<<<<
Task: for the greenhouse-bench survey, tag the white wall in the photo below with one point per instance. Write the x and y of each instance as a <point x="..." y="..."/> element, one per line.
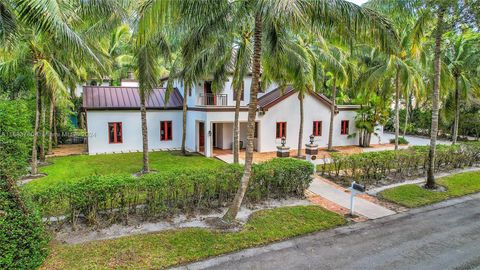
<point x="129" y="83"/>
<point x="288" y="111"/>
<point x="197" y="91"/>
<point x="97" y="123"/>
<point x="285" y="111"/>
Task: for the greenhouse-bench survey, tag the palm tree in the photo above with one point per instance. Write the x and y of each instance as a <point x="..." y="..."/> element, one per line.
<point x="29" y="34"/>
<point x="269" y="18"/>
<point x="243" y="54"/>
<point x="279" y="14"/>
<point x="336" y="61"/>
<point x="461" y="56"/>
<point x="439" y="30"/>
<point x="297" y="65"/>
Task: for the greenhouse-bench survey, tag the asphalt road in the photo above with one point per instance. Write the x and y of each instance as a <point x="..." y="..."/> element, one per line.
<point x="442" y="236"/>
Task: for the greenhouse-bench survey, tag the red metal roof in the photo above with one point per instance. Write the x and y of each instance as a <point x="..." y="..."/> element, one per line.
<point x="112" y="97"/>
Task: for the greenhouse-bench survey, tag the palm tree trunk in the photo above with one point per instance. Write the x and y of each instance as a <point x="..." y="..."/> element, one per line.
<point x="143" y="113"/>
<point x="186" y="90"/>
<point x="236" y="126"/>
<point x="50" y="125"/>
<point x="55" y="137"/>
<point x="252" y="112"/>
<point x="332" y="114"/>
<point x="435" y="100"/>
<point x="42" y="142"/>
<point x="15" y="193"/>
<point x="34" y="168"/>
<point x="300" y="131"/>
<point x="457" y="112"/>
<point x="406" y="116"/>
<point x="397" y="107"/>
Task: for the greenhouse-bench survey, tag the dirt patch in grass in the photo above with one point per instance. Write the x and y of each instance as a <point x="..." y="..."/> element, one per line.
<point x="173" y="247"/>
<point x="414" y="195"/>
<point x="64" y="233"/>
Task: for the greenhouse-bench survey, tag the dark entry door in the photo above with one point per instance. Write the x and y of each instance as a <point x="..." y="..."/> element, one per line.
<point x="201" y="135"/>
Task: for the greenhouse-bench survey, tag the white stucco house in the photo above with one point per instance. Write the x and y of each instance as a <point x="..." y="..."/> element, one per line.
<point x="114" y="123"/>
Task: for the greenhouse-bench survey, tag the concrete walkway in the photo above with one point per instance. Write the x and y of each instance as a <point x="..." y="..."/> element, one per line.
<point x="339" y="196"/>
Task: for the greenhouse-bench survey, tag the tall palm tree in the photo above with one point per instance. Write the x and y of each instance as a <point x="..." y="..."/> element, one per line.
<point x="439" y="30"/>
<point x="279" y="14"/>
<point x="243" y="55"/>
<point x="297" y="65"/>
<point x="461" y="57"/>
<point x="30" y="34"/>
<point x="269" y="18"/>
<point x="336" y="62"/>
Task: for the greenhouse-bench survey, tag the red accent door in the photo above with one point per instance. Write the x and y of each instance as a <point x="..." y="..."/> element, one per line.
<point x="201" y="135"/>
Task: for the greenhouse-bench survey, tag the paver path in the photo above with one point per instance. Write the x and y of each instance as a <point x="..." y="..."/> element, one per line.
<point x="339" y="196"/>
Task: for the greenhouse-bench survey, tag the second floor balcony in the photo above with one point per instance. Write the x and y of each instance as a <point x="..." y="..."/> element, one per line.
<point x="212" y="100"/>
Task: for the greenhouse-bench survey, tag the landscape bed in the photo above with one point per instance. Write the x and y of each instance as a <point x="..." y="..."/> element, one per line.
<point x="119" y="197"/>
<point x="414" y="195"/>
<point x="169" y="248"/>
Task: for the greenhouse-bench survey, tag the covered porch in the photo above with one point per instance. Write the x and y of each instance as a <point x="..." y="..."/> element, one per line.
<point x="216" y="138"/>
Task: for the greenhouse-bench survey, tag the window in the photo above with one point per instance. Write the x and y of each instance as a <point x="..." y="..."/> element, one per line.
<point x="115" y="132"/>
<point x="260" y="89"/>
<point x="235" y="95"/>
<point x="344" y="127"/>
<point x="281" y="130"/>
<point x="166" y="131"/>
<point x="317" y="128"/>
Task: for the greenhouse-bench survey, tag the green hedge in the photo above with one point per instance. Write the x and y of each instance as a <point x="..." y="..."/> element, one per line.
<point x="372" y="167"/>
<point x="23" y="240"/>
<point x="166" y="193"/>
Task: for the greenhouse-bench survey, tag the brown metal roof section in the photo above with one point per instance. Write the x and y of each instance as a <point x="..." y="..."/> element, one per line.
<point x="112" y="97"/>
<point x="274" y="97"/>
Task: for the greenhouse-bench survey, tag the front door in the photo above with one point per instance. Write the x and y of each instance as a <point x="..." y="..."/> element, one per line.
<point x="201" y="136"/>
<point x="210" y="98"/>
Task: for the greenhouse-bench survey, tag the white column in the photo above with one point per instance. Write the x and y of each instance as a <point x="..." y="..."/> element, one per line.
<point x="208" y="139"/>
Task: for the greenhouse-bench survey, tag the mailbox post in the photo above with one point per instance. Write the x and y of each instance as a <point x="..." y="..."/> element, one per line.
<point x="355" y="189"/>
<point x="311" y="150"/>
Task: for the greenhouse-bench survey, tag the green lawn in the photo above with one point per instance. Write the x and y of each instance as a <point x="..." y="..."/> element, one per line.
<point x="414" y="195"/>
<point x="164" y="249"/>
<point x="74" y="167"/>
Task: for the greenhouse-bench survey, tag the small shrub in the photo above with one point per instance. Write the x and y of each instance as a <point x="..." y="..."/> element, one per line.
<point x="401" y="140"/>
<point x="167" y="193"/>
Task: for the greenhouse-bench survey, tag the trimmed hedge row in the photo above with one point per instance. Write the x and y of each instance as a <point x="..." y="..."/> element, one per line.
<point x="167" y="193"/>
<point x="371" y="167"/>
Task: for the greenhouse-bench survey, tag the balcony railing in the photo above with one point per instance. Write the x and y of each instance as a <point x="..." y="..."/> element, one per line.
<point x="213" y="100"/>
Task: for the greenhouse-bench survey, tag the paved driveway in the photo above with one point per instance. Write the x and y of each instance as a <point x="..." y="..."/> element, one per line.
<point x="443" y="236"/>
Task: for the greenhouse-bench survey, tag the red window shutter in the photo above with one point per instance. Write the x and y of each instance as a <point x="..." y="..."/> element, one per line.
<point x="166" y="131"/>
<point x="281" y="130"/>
>>>>
*WRITTEN PROBLEM*. Can the entries above be repeated exactly, without their pictures?

*THE REPLY*.
Task: for the greenhouse-bench survey, tag the white wall in the photo below with one point per instance. Write the x and y of each instance as a <point x="..." y="..."/> element, one per line.
<point x="129" y="83"/>
<point x="288" y="111"/>
<point x="197" y="91"/>
<point x="97" y="123"/>
<point x="285" y="111"/>
Task: for the greenhouse-bench survey, tag the palm tree in the photo above with one point per instance. Write the x and y of each instance as a <point x="..." y="..."/> element, one per line.
<point x="29" y="34"/>
<point x="269" y="18"/>
<point x="243" y="54"/>
<point x="279" y="14"/>
<point x="336" y="61"/>
<point x="461" y="56"/>
<point x="439" y="30"/>
<point x="297" y="65"/>
Task: for the greenhouse-bench survey, tag the asphalt road in the photo above with one point per instance. Write the x and y of each instance as a <point x="..." y="..."/> element, one per line.
<point x="442" y="236"/>
Task: for the greenhouse-bench survey, tag the red metal roof in the photo above with one point per instance. Write the x and y of each instance as a <point x="..." y="..."/> element, one per line.
<point x="112" y="97"/>
Task: for the greenhouse-bench survey, tag the palm tree trunk in the photo above with one point per instance. Write the x and y of each instance as a <point x="..." y="..."/> element, one per line.
<point x="143" y="113"/>
<point x="186" y="90"/>
<point x="236" y="126"/>
<point x="50" y="125"/>
<point x="55" y="137"/>
<point x="252" y="112"/>
<point x="332" y="114"/>
<point x="435" y="100"/>
<point x="42" y="142"/>
<point x="15" y="193"/>
<point x="34" y="168"/>
<point x="300" y="131"/>
<point x="457" y="112"/>
<point x="406" y="116"/>
<point x="397" y="107"/>
Task: for the greenhouse-bench survey, tag the dirt patch in grass in the photo above with one point per instance. Write the x and y of each instance as a <point x="..." y="..."/> element, one per line.
<point x="173" y="247"/>
<point x="414" y="195"/>
<point x="64" y="233"/>
Task: for the greenhouse-bench survey, tag the dark entry door in the photo above with one point per instance. Write the x and y of each instance as a <point x="..." y="..."/> element, one per line.
<point x="201" y="135"/>
Task: for the greenhouse-bench survey, tag the white stucco house in the photo above with one point per instance. Write the x and y of each instance as a <point x="..." y="..."/> element, one per line.
<point x="114" y="123"/>
Task: for the greenhouse-bench survey, tag the concrete walkway in the photo above with one point per instance. Write the x and y of each instance as a <point x="..." y="..."/> element, one per line.
<point x="339" y="196"/>
Task: for the greenhouse-bench survey, tag the tall palm tree in the photo above with one point per instance. Write the x and y of each instance as a <point x="..." y="..."/> element, one per line.
<point x="439" y="30"/>
<point x="279" y="14"/>
<point x="243" y="55"/>
<point x="297" y="65"/>
<point x="461" y="57"/>
<point x="30" y="34"/>
<point x="269" y="18"/>
<point x="336" y="62"/>
Task: for the greenhouse-bench survey, tag the red accent door in the photo above with one point per instance. Write the x and y of each instance as a <point x="..." y="..."/> element, one per line.
<point x="201" y="135"/>
Task: for the greenhouse-bench survey, tag the paver path in the photo above with one point per instance. Write the x and y of each instance as a <point x="..." y="..."/> element, one per line.
<point x="339" y="196"/>
Task: for the greenhouse-bench survey, tag the second floor balcony in the photo above with one point per instance. Write the x and y of each instance as a <point x="..." y="..."/> element, one per line.
<point x="212" y="100"/>
Task: for the greenhouse-bench survey, tag the landscape bed in the photo above with one point per instance. Write the x and y of each instance as a <point x="..." y="..."/> element, one per line.
<point x="119" y="197"/>
<point x="414" y="195"/>
<point x="169" y="248"/>
Task: for the greenhouse-bench survey, tag the covered porch in the photo above with one point per instance. Write the x and y of each instance as a <point x="..." y="..."/> element, one per line.
<point x="216" y="138"/>
Task: for the greenhouse-bench survey, tag the window in the photo above with one point per instance. Write the x and y of each instance as a <point x="..." y="..."/> element, one per line.
<point x="115" y="132"/>
<point x="260" y="89"/>
<point x="235" y="95"/>
<point x="344" y="127"/>
<point x="281" y="130"/>
<point x="166" y="131"/>
<point x="317" y="128"/>
Task: for the greenhouse-bench survey, tag the green hedge in the photo above with one point per instance. Write the x and y of each instance as a <point x="..." y="..."/> element, one per line.
<point x="372" y="167"/>
<point x="23" y="240"/>
<point x="166" y="193"/>
Task: for the greenhouse-bench survey, tag the brown metal roof section in the photo above with one point per instance. Write the x and y of each instance as a <point x="..." y="..."/> element, one per line.
<point x="112" y="97"/>
<point x="274" y="97"/>
Task: for the greenhouse-bench survey, tag the front door in the photo above with one point per instance. Write the x and y of each instance as a <point x="..." y="..."/> element, one per line.
<point x="201" y="136"/>
<point x="210" y="98"/>
Task: for the greenhouse-bench survey, tag the white column in the photo above with one point per instance. Write the x and y of each instance as a <point x="..." y="..."/> element, one per line.
<point x="208" y="139"/>
Task: for the greenhouse-bench survey, tag the mailbox post in the photo above with one point per instance. Write the x and y of each instance as a <point x="..." y="..."/> element, one per line.
<point x="355" y="189"/>
<point x="311" y="150"/>
Task: for the greenhouse-bench survey, tag the green lawn in the photo above with one point per instance. Write the x and y of each instance as a <point x="..." y="..."/> element, one per line.
<point x="414" y="195"/>
<point x="164" y="249"/>
<point x="74" y="167"/>
Task: for the greenhouse-bench survey, tag the small shrub in the photo above with one point per instance. Write the x and y of each instance as a <point x="..." y="..."/> element, one per line.
<point x="401" y="140"/>
<point x="167" y="193"/>
Task: for the greenhouse-bench survey, tag the trimmed hedge row in the photo above with one point per instance. Write the x and y of each instance as a <point x="..." y="..."/> element, one per line.
<point x="167" y="193"/>
<point x="371" y="167"/>
Task: for the greenhouse-bench survey, tag the balcony railing in the photo above with one point per instance. Write the x and y of each instance as a <point x="..." y="..."/> element, one per line.
<point x="213" y="100"/>
Task: for the greenhouse-bench survey, tag the paved driveway in the photo above with one point per instance. Write the x and y of each instance as a <point x="..." y="..."/> element, one per line.
<point x="443" y="236"/>
Task: for the greenhouse-bench survey, tag the red window shutter in the photo above with one point per instance. Write the x and y of each instance as a <point x="..." y="..."/> element, one per line.
<point x="166" y="131"/>
<point x="281" y="130"/>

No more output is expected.